Directive 1 |
Quote the stretch of the scikit-learn excerpt from "Not covered here" through "print(X[:3], y[:3])" verbatim.

Not covered here but you most likely will need it at one point preprocessing data and how to handle categorical data.
# convert from pandas dataframe to numpy array
X = simplified_df[['energy', 'volume', 'nsites']].values
y = simplified_df['energy_per_atom'].values
print(X.shape, y.shape)
print(X[:3], y[:3])
(6928, 3) (6928,) [[ -4.0645998 11.85276501 1. ] [-16.38209642 47.26415795 4. ] [ -8.18695876 23.61738783 2. ]] [-4.0645998 -4.0955241 -4.09347938]
Very quick overview. Scikit learn provides a unified framework for working with machine learning algorithms. It includes classification, regression, clustering, dimensionality reduction, model tuning, pre and post processing of data.
Is that a lot? YES scikit learn is huge and you cannot expect to use and learn everything.
The flow chart gives some good advice for which algorithms to use for your problem. See their flow chart
There are a ton of algoritms over 100! This is where sklearn really shines. All algorithms have the exact same api (this is the pseudocode).
from sklearn import MyImportantModel
model = MyImportantModel()
model.fit(X, y)
Once you have fit
your model you can using is to predict future data.
y_predict = model.predict(X_predict)
We will be using a linear model to fit our data. Always start with the simplest model! That way you know what sort of improvement a complex one can get you.
# Lets use a simple linear model
from sklearn.linear_model import LinearRegression
model = LinearRegression()
from sklearn.model_selection import cross_val_predict
predicted = cross_val_predict(model, X, y, cv=10)
fig, ax = plt.subplots()
ax.scatter(y, predicted, edgecolors=(0, 0, 0))

Directive 2 |
Rewrite the stretch of the records from the line containing "Localize red geranium bloom in the scene." through the line containing "[9,143,28,171]", with "white pot" replaced by "ceramic pot" and everything else left unchanged. Provide only those lines.

Source material |
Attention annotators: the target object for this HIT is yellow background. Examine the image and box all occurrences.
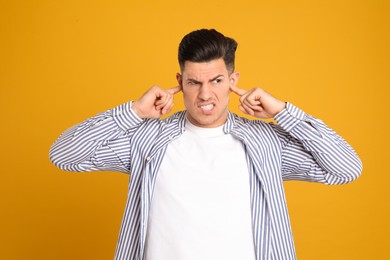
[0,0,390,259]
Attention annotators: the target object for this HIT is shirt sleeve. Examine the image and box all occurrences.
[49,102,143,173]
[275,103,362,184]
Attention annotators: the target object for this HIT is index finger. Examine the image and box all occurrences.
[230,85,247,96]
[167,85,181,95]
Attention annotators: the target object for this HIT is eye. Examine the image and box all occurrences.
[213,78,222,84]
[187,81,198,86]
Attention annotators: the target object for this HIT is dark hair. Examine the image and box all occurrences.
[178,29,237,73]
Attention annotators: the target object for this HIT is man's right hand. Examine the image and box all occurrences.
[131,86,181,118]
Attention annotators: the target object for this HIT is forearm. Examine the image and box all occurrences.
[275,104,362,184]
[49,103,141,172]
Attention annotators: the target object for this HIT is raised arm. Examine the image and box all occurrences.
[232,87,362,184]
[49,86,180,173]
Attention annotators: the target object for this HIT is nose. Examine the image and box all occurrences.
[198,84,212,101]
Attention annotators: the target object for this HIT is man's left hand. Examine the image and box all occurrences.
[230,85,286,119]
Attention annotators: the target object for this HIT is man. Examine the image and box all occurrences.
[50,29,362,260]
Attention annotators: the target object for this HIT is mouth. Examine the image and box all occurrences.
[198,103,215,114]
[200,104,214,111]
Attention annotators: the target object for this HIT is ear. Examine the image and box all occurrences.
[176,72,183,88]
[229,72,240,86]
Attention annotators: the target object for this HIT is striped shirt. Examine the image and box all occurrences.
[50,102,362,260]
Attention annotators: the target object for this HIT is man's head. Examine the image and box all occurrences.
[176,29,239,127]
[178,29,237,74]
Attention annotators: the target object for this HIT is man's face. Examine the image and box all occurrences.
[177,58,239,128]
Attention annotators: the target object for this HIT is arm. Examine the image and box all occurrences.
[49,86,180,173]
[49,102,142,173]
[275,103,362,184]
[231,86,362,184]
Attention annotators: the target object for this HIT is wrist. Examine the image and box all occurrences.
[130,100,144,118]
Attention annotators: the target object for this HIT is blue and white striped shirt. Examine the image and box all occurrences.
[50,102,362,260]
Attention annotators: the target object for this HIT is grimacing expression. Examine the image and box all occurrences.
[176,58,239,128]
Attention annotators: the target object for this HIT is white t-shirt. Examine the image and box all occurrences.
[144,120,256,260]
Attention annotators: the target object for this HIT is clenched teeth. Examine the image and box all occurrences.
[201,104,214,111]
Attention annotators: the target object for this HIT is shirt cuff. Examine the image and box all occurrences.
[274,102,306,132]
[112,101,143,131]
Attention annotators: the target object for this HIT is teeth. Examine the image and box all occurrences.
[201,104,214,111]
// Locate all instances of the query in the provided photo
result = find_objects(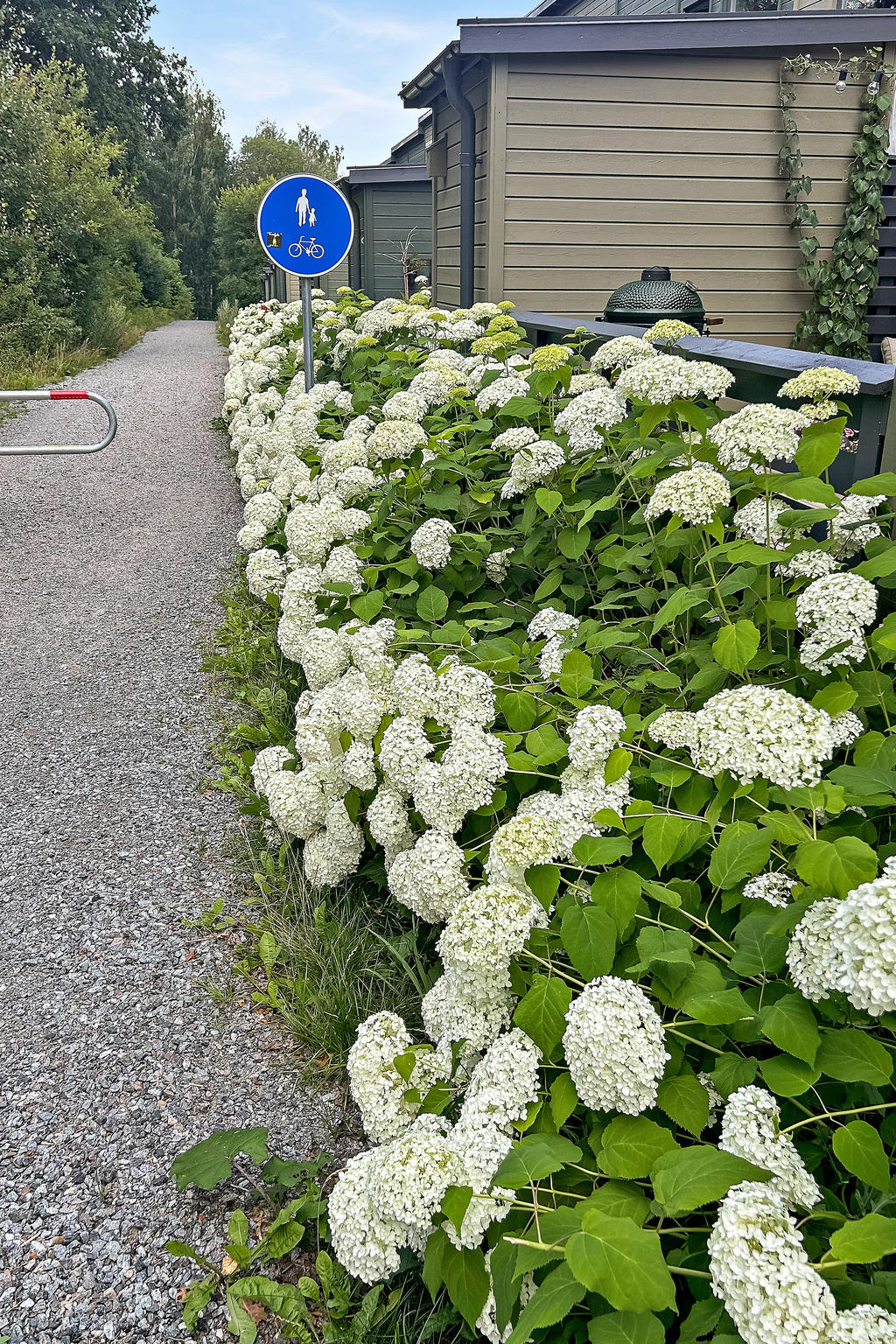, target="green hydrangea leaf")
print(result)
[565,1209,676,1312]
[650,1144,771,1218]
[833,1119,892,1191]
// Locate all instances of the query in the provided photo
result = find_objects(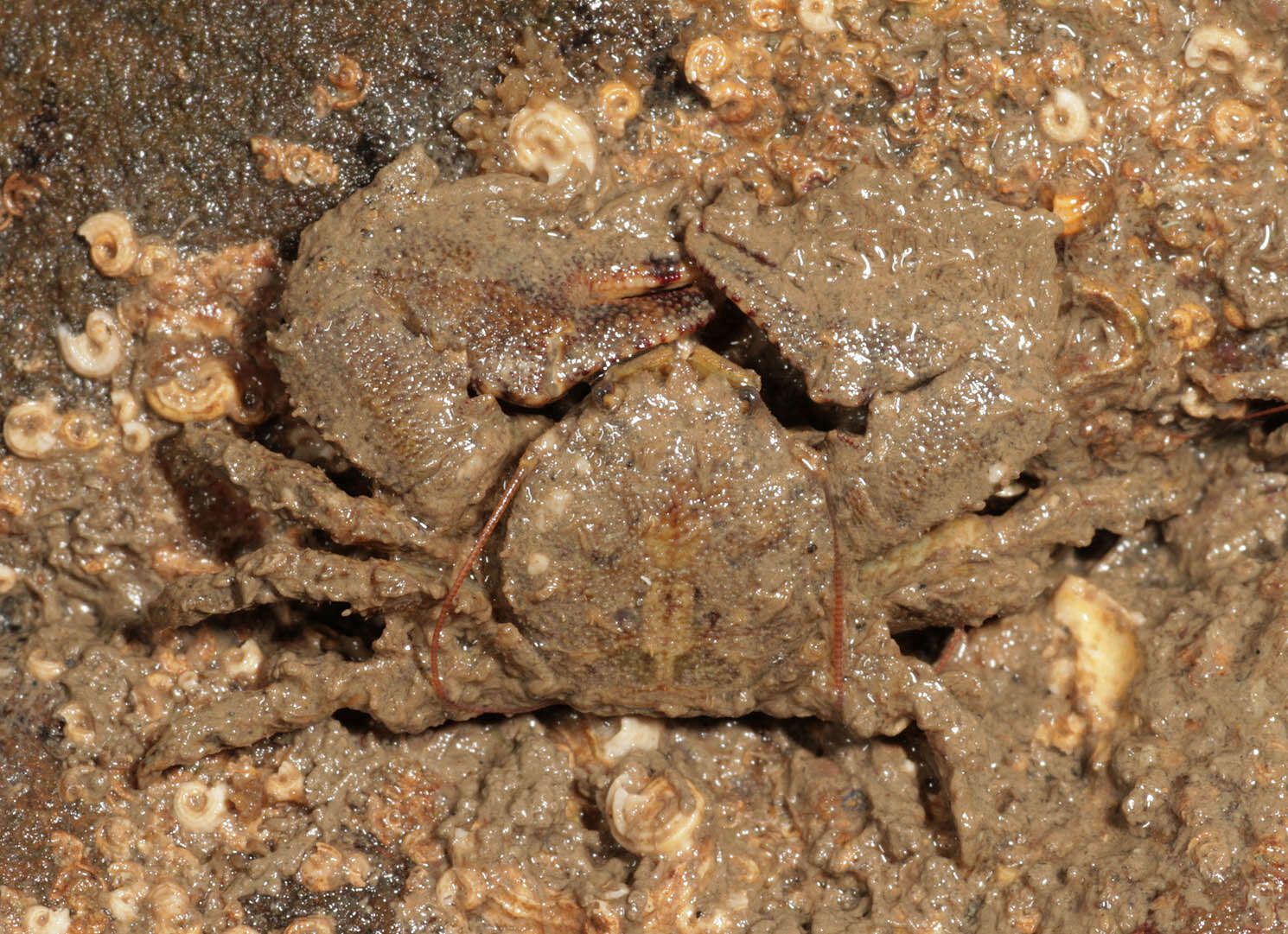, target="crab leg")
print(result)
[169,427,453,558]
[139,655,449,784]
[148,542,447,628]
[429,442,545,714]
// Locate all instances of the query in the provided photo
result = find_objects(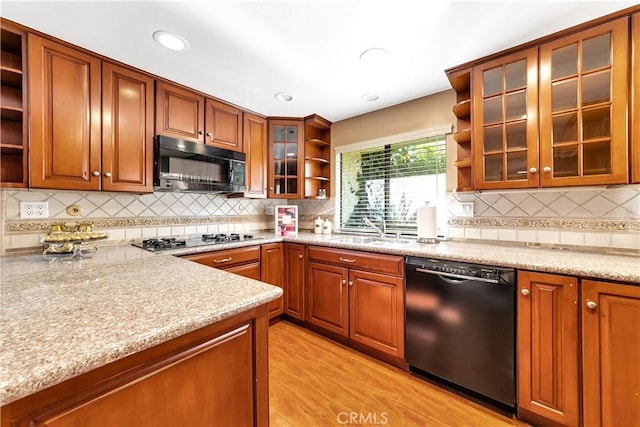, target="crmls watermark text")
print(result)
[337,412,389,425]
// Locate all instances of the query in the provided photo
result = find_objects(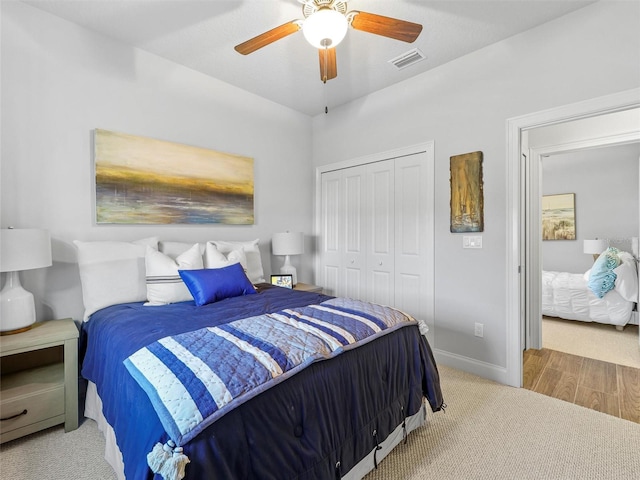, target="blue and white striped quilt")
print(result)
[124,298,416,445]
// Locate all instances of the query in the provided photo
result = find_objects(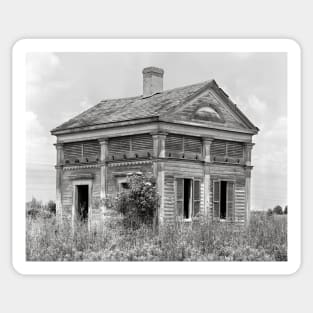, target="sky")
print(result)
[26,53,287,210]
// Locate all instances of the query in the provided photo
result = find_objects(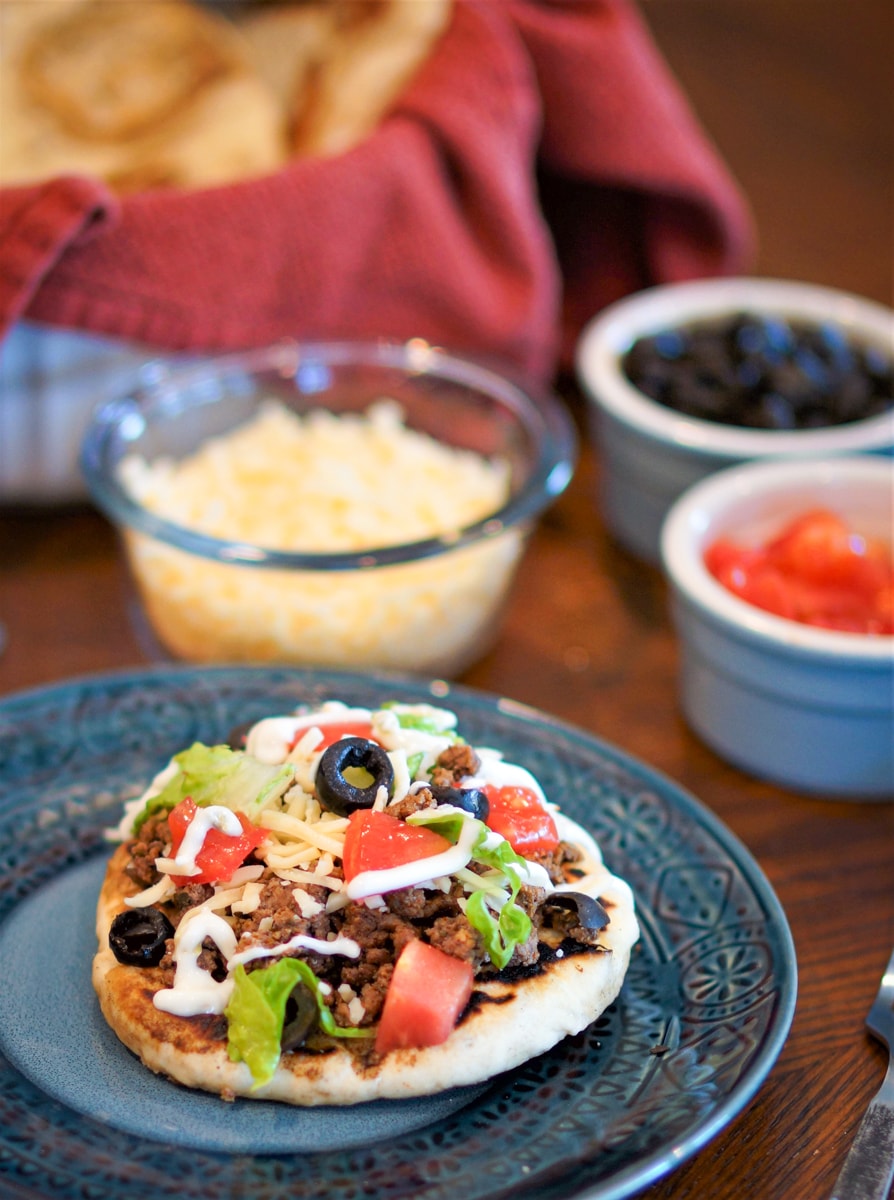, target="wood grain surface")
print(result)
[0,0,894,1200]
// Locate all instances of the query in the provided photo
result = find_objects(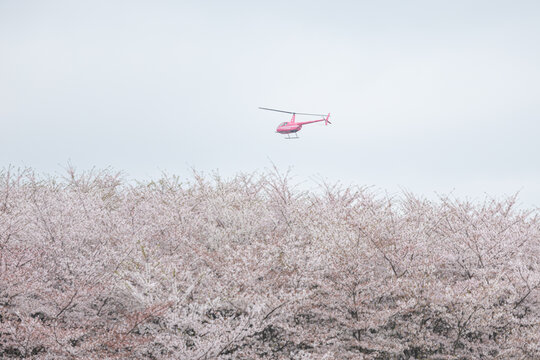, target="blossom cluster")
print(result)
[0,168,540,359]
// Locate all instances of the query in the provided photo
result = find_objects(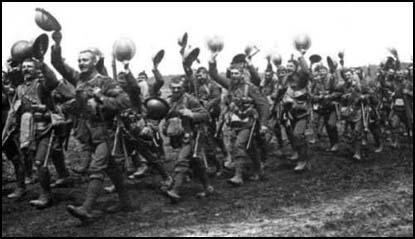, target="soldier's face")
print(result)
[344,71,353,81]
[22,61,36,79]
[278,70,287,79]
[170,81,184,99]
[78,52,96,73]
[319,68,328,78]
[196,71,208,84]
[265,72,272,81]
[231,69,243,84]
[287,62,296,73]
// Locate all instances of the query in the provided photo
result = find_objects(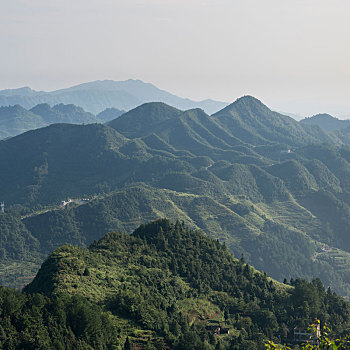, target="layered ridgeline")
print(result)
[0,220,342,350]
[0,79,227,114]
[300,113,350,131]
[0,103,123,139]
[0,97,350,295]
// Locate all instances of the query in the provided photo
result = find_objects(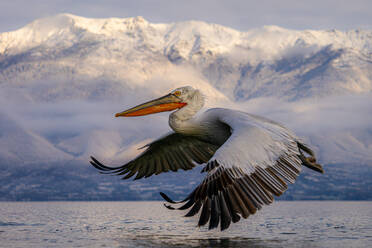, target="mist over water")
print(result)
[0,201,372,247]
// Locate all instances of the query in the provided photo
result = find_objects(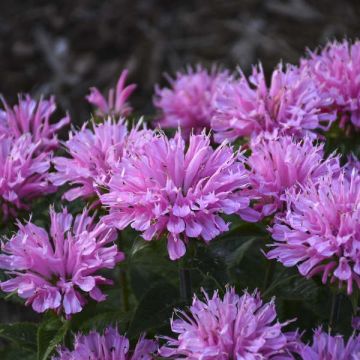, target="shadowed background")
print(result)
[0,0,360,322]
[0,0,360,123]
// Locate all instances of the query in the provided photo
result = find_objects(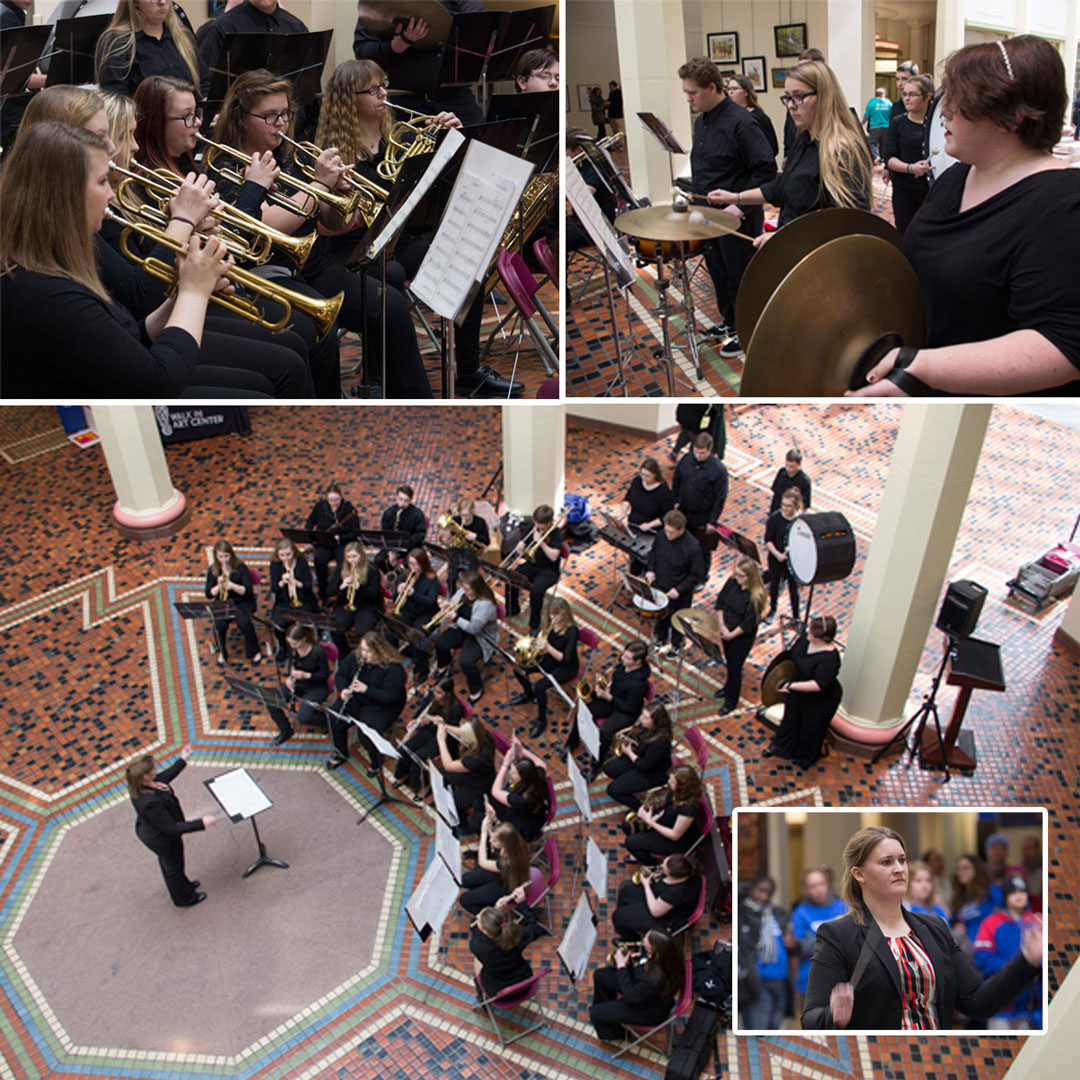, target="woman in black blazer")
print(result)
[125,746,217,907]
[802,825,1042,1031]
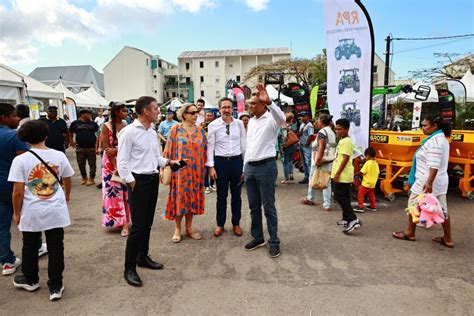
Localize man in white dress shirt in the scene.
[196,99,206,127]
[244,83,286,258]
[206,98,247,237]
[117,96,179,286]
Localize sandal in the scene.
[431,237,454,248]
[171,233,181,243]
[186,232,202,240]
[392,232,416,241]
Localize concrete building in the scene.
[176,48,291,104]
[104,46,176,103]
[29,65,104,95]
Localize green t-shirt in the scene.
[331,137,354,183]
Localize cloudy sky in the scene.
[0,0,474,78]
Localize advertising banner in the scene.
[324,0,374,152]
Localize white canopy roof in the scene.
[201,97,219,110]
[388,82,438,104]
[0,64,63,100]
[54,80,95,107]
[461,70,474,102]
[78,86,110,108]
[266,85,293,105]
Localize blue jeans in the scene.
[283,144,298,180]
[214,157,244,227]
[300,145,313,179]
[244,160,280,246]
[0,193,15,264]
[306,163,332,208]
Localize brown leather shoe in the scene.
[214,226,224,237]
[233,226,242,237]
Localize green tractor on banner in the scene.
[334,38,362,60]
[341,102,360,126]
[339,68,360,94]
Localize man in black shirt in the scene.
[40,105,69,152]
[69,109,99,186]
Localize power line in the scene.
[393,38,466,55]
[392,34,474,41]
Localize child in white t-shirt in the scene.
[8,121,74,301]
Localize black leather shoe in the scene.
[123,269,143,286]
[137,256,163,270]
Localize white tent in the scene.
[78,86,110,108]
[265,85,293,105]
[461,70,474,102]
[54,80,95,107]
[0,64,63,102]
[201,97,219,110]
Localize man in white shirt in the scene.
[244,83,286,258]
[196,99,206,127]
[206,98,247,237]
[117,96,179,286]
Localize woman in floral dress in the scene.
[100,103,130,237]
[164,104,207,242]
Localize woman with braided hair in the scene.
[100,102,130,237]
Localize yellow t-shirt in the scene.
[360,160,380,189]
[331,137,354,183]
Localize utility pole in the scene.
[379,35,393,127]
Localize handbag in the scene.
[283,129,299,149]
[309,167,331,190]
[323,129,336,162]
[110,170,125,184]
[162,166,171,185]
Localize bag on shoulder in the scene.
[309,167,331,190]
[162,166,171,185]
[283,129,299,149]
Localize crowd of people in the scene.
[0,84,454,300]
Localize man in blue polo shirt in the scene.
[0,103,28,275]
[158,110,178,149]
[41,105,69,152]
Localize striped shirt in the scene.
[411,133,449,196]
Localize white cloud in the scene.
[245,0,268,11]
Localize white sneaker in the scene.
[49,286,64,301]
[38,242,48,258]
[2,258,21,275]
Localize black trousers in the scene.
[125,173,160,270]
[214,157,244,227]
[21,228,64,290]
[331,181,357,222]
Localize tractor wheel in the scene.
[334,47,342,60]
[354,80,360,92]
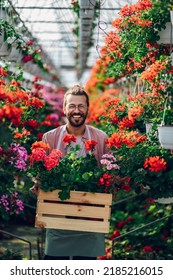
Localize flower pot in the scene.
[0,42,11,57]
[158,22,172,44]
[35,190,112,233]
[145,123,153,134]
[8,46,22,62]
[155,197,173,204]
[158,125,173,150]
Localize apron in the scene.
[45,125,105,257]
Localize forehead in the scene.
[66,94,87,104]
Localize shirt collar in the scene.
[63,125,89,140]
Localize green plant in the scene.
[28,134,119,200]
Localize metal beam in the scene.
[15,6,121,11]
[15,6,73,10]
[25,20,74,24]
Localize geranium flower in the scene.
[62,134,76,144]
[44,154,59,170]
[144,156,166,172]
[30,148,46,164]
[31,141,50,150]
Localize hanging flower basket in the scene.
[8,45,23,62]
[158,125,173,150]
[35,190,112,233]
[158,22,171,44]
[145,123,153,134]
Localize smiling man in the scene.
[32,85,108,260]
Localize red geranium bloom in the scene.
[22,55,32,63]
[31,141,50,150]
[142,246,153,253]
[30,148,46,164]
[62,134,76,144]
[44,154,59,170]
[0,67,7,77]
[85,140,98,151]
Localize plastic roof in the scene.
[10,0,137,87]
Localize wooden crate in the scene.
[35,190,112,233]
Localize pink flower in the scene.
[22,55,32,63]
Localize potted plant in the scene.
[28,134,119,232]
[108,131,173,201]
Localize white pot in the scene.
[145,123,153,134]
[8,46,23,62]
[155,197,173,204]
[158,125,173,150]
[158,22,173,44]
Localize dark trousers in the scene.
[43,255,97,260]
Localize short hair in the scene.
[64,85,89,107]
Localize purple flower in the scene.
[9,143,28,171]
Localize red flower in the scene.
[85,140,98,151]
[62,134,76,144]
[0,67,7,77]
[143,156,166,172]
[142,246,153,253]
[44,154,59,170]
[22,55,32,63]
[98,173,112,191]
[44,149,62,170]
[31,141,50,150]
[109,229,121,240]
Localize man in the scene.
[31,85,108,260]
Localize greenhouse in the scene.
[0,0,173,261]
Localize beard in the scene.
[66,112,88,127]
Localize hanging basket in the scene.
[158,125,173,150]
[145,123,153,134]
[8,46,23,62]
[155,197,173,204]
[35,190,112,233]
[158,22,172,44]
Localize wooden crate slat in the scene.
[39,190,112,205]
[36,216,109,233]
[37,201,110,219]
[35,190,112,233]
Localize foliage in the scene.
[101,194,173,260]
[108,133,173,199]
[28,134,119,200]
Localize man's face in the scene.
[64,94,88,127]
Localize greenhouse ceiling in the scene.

Correct output 1 |
Not covered here but you most likely will need it at one point preprocessing data and how to handle categorical data.
# convert from pandas dataframe to numpy array
X = simplified_df[['energy', 'volume', 'nsites']].values
y = simplified_df['energy_per_atom'].values
print(X.shape, y.shape)
print(X[:3], y[:3])

Correct output 2 |
Localize red geranium bloom in the scene.
[22,55,32,63]
[31,141,50,150]
[142,246,153,253]
[30,148,46,164]
[62,134,76,144]
[44,154,59,170]
[0,67,7,77]
[85,140,98,151]
Localize plastic roof in the scene.
[10,0,137,87]
Localize wooden crate in the scene.
[35,190,112,233]
Localize pink flower in the scene.
[22,55,32,63]
Localize potted plant in the scene.
[28,134,119,232]
[108,131,173,201]
Localize ceramic pot in the scene.
[145,123,153,134]
[8,46,23,62]
[155,197,173,204]
[158,125,173,150]
[158,22,173,44]
Localize dark trousers in the scene.
[43,255,97,260]
Localize short hair in the scene.
[64,85,89,107]
Localize purple flower in the scene.
[9,143,28,171]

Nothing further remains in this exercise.